I need the lines below from the one with "Shot-chart prep: mark the blurred" down to the one with "Shot-chart prep: mark the man's eye above" reproduced exactly, both ends included, and nothing else.

**** Data for the task ****

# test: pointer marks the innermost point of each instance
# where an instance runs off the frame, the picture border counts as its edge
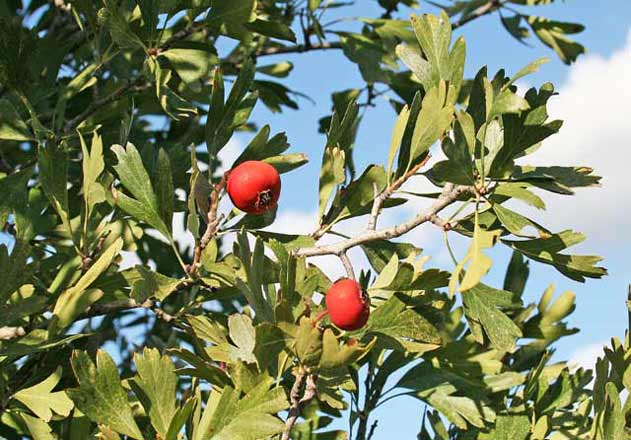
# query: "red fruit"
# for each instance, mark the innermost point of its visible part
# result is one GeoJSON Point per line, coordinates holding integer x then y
{"type": "Point", "coordinates": [348, 304]}
{"type": "Point", "coordinates": [254, 186]}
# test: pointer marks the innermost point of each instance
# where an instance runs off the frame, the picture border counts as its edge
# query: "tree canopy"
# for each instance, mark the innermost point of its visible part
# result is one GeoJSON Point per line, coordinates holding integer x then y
{"type": "Point", "coordinates": [112, 117]}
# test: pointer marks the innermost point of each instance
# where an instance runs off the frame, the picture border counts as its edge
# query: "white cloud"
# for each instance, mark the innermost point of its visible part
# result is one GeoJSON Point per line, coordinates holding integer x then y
{"type": "Point", "coordinates": [594, 105]}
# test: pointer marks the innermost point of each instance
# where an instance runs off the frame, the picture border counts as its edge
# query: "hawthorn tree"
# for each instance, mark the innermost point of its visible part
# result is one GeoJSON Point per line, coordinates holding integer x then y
{"type": "Point", "coordinates": [112, 115]}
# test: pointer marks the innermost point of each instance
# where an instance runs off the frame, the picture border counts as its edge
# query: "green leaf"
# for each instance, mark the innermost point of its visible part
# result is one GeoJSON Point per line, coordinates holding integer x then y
{"type": "Point", "coordinates": [547, 250]}
{"type": "Point", "coordinates": [433, 119]}
{"type": "Point", "coordinates": [380, 252]}
{"type": "Point", "coordinates": [273, 29]}
{"type": "Point", "coordinates": [34, 342]}
{"type": "Point", "coordinates": [135, 179]}
{"type": "Point", "coordinates": [12, 127]}
{"type": "Point", "coordinates": [195, 196]}
{"type": "Point", "coordinates": [394, 319]}
{"type": "Point", "coordinates": [434, 36]}
{"type": "Point", "coordinates": [39, 429]}
{"type": "Point", "coordinates": [224, 118]}
{"type": "Point", "coordinates": [253, 417]}
{"type": "Point", "coordinates": [253, 264]}
{"type": "Point", "coordinates": [120, 31]}
{"type": "Point", "coordinates": [308, 345]}
{"type": "Point", "coordinates": [165, 193]}
{"type": "Point", "coordinates": [174, 105]}
{"type": "Point", "coordinates": [75, 300]}
{"type": "Point", "coordinates": [511, 427]}
{"type": "Point", "coordinates": [335, 355]}
{"type": "Point", "coordinates": [443, 389]}
{"type": "Point", "coordinates": [53, 163]}
{"type": "Point", "coordinates": [147, 283]}
{"type": "Point", "coordinates": [191, 65]}
{"type": "Point", "coordinates": [459, 166]}
{"type": "Point", "coordinates": [285, 163]}
{"type": "Point", "coordinates": [479, 263]}
{"type": "Point", "coordinates": [243, 335]}
{"type": "Point", "coordinates": [331, 175]}
{"type": "Point", "coordinates": [262, 147]}
{"type": "Point", "coordinates": [515, 222]}
{"type": "Point", "coordinates": [516, 274]}
{"type": "Point", "coordinates": [278, 70]}
{"type": "Point", "coordinates": [230, 17]}
{"type": "Point", "coordinates": [527, 70]}
{"type": "Point", "coordinates": [481, 305]}
{"type": "Point", "coordinates": [559, 180]}
{"type": "Point", "coordinates": [553, 34]}
{"type": "Point", "coordinates": [84, 80]}
{"type": "Point", "coordinates": [519, 191]}
{"type": "Point", "coordinates": [100, 395]}
{"type": "Point", "coordinates": [179, 420]}
{"type": "Point", "coordinates": [93, 165]}
{"type": "Point", "coordinates": [43, 401]}
{"type": "Point", "coordinates": [156, 385]}
{"type": "Point", "coordinates": [397, 137]}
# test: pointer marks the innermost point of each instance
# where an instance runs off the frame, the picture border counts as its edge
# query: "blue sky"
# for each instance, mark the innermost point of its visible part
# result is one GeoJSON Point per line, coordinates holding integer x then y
{"type": "Point", "coordinates": [593, 97]}
{"type": "Point", "coordinates": [593, 102]}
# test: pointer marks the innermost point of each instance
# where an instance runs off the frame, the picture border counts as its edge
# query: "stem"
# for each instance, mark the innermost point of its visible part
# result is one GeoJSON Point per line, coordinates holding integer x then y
{"type": "Point", "coordinates": [449, 195]}
{"type": "Point", "coordinates": [213, 221]}
{"type": "Point", "coordinates": [310, 391]}
{"type": "Point", "coordinates": [364, 413]}
{"type": "Point", "coordinates": [347, 265]}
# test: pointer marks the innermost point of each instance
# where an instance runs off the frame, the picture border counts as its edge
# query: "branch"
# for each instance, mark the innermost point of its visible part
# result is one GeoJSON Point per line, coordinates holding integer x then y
{"type": "Point", "coordinates": [483, 10]}
{"type": "Point", "coordinates": [137, 85]}
{"type": "Point", "coordinates": [387, 193]}
{"type": "Point", "coordinates": [347, 265]}
{"type": "Point", "coordinates": [128, 304]}
{"type": "Point", "coordinates": [296, 401]}
{"type": "Point", "coordinates": [449, 195]}
{"type": "Point", "coordinates": [212, 221]}
{"type": "Point", "coordinates": [7, 333]}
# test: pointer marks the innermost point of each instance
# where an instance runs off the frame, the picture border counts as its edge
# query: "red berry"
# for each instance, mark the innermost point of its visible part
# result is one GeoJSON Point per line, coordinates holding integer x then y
{"type": "Point", "coordinates": [254, 186]}
{"type": "Point", "coordinates": [348, 304]}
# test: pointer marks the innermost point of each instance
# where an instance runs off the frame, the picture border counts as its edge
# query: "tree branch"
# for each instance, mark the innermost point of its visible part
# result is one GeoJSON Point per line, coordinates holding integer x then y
{"type": "Point", "coordinates": [139, 84]}
{"type": "Point", "coordinates": [125, 305]}
{"type": "Point", "coordinates": [387, 193]}
{"type": "Point", "coordinates": [7, 333]}
{"type": "Point", "coordinates": [483, 10]}
{"type": "Point", "coordinates": [449, 195]}
{"type": "Point", "coordinates": [296, 401]}
{"type": "Point", "coordinates": [347, 265]}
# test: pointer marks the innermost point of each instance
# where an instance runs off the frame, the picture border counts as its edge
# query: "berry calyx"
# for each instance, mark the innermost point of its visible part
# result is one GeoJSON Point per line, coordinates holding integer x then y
{"type": "Point", "coordinates": [254, 186]}
{"type": "Point", "coordinates": [348, 305]}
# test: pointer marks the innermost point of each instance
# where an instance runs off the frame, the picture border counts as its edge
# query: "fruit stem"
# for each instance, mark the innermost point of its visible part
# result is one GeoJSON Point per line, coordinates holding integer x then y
{"type": "Point", "coordinates": [320, 315]}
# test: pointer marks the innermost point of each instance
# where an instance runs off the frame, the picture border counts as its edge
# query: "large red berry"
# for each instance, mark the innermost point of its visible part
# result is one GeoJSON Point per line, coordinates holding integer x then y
{"type": "Point", "coordinates": [254, 186]}
{"type": "Point", "coordinates": [348, 304]}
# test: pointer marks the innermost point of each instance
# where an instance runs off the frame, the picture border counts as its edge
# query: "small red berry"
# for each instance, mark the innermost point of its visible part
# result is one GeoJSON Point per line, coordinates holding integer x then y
{"type": "Point", "coordinates": [348, 304]}
{"type": "Point", "coordinates": [254, 186]}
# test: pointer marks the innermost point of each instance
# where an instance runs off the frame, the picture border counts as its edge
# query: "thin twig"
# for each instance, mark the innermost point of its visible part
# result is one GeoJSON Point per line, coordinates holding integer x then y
{"type": "Point", "coordinates": [213, 222]}
{"type": "Point", "coordinates": [449, 195]}
{"type": "Point", "coordinates": [347, 265]}
{"type": "Point", "coordinates": [483, 10]}
{"type": "Point", "coordinates": [387, 193]}
{"type": "Point", "coordinates": [7, 333]}
{"type": "Point", "coordinates": [372, 429]}
{"type": "Point", "coordinates": [441, 223]}
{"type": "Point", "coordinates": [125, 305]}
{"type": "Point", "coordinates": [137, 85]}
{"type": "Point", "coordinates": [296, 401]}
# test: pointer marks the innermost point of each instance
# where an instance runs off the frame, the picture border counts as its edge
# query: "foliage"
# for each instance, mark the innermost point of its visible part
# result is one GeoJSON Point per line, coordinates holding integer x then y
{"type": "Point", "coordinates": [111, 110]}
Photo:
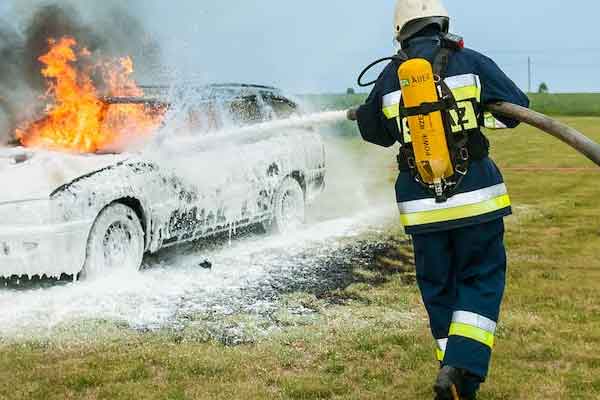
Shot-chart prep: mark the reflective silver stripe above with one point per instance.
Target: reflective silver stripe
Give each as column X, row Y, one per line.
column 391, row 99
column 442, row 344
column 476, row 320
column 458, row 200
column 458, row 81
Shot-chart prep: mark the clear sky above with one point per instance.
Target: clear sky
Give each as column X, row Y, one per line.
column 321, row 45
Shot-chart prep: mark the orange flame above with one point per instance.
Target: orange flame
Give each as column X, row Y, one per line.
column 77, row 119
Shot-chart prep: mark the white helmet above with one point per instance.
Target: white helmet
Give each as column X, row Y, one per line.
column 413, row 15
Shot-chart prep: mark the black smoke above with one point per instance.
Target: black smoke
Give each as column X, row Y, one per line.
column 109, row 30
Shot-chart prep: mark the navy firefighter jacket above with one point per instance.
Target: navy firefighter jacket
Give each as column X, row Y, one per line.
column 482, row 196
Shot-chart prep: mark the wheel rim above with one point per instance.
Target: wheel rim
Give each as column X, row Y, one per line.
column 117, row 244
column 292, row 210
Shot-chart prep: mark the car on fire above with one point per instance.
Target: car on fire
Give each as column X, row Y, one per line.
column 87, row 214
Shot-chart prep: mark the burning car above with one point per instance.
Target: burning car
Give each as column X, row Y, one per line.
column 73, row 203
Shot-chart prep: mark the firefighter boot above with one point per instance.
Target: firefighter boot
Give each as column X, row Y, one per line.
column 450, row 385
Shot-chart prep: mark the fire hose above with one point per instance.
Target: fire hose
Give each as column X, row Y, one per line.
column 565, row 133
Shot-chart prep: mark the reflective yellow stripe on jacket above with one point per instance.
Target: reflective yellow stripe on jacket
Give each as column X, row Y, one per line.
column 464, row 205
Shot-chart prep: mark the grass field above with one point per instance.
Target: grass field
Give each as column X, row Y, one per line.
column 578, row 104
column 374, row 343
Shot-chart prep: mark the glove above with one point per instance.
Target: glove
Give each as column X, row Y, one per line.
column 351, row 114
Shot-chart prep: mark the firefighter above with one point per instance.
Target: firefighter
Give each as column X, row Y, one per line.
column 458, row 241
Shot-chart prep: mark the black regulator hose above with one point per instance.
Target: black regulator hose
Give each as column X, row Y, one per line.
column 400, row 57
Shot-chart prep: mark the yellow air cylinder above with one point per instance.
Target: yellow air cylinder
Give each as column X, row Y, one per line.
column 427, row 132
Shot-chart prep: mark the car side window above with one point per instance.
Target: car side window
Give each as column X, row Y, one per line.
column 283, row 108
column 245, row 110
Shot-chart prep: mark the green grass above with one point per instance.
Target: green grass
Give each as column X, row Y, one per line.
column 376, row 343
column 577, row 104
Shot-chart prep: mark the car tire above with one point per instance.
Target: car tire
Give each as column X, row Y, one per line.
column 289, row 208
column 115, row 243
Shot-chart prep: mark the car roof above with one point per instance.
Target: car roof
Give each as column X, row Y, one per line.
column 165, row 95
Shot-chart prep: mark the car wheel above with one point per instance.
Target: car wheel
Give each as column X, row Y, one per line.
column 288, row 208
column 116, row 242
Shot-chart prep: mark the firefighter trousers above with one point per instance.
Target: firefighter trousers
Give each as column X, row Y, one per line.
column 461, row 274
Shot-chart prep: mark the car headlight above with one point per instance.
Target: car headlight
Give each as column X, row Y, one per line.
column 29, row 212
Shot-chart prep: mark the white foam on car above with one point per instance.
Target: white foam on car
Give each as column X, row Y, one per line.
column 174, row 285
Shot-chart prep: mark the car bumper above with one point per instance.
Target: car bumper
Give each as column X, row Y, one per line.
column 50, row 250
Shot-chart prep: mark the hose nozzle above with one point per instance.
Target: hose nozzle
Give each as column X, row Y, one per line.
column 352, row 114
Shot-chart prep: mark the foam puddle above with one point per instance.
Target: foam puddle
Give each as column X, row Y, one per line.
column 175, row 287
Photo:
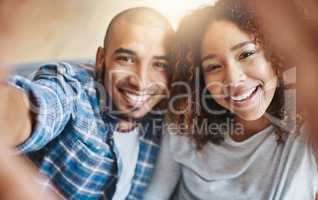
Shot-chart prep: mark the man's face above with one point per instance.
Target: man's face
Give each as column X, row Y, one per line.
column 136, row 63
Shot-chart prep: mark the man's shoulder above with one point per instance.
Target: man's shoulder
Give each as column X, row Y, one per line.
column 71, row 70
column 81, row 70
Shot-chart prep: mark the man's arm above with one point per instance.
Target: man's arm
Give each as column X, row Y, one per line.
column 15, row 117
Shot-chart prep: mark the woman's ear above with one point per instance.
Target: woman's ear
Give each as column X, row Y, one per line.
column 100, row 59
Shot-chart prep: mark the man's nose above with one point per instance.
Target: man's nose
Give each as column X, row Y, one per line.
column 141, row 78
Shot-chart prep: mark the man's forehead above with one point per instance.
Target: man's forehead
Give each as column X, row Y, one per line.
column 138, row 37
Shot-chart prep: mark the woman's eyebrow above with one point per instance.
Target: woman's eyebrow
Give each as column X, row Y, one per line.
column 207, row 57
column 240, row 45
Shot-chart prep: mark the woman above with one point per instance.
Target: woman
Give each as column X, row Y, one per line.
column 234, row 139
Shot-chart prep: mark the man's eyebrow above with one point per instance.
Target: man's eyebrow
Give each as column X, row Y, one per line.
column 239, row 45
column 163, row 57
column 123, row 50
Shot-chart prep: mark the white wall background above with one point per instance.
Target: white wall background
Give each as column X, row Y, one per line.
column 56, row 29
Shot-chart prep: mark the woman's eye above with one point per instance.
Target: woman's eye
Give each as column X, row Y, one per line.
column 213, row 68
column 161, row 65
column 246, row 54
column 125, row 59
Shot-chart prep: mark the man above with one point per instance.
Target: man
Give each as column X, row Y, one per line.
column 95, row 143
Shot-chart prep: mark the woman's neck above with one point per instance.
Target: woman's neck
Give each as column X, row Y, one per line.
column 250, row 128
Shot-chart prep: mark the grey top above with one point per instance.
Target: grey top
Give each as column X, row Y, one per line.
column 257, row 168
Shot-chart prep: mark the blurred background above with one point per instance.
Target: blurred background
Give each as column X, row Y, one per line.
column 70, row 29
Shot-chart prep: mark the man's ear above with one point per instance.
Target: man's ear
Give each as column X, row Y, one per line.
column 100, row 58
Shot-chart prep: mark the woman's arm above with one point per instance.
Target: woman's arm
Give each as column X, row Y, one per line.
column 166, row 174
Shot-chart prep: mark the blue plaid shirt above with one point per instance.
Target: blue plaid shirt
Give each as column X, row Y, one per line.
column 72, row 142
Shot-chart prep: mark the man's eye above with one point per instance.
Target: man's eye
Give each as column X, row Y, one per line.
column 125, row 59
column 246, row 54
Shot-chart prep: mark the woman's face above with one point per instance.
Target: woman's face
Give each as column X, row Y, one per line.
column 236, row 71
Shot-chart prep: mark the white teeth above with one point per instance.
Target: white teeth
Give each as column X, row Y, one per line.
column 244, row 96
column 136, row 99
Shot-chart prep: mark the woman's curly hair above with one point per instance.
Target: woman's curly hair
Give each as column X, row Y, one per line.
column 187, row 62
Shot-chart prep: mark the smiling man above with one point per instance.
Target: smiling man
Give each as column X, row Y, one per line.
column 93, row 131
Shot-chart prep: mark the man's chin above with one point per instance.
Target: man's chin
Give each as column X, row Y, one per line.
column 132, row 114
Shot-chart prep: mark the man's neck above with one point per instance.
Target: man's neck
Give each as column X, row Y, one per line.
column 124, row 126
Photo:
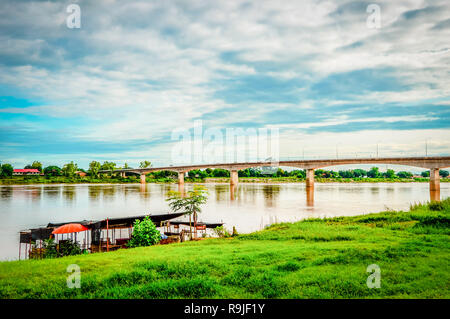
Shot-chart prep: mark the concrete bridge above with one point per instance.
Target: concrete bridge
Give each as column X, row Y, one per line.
column 432, row 163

****

• **Your solution**:
Shot-chart prep: mark the blurred background above with one point per instance.
Target: blurred background
Give each as column X, row Y, one per line.
column 70, row 29
Shot-chart prep: mark the man's ear above with one point per instance.
Target: man's ear
Give each as column X, row Y, one per line.
column 100, row 58
Shot-chart prep: mark the woman's arm above with one point per instance.
Target: woman's arm
Give each as column X, row Y, one per line.
column 166, row 174
Shot-chart prep: mark the blue plaid shirt above with one point per instance.
Target: blue plaid shirt
Give each as column X, row Y, one per line.
column 72, row 142
Shot-chart prep: mark the man's eye above with one point per instance.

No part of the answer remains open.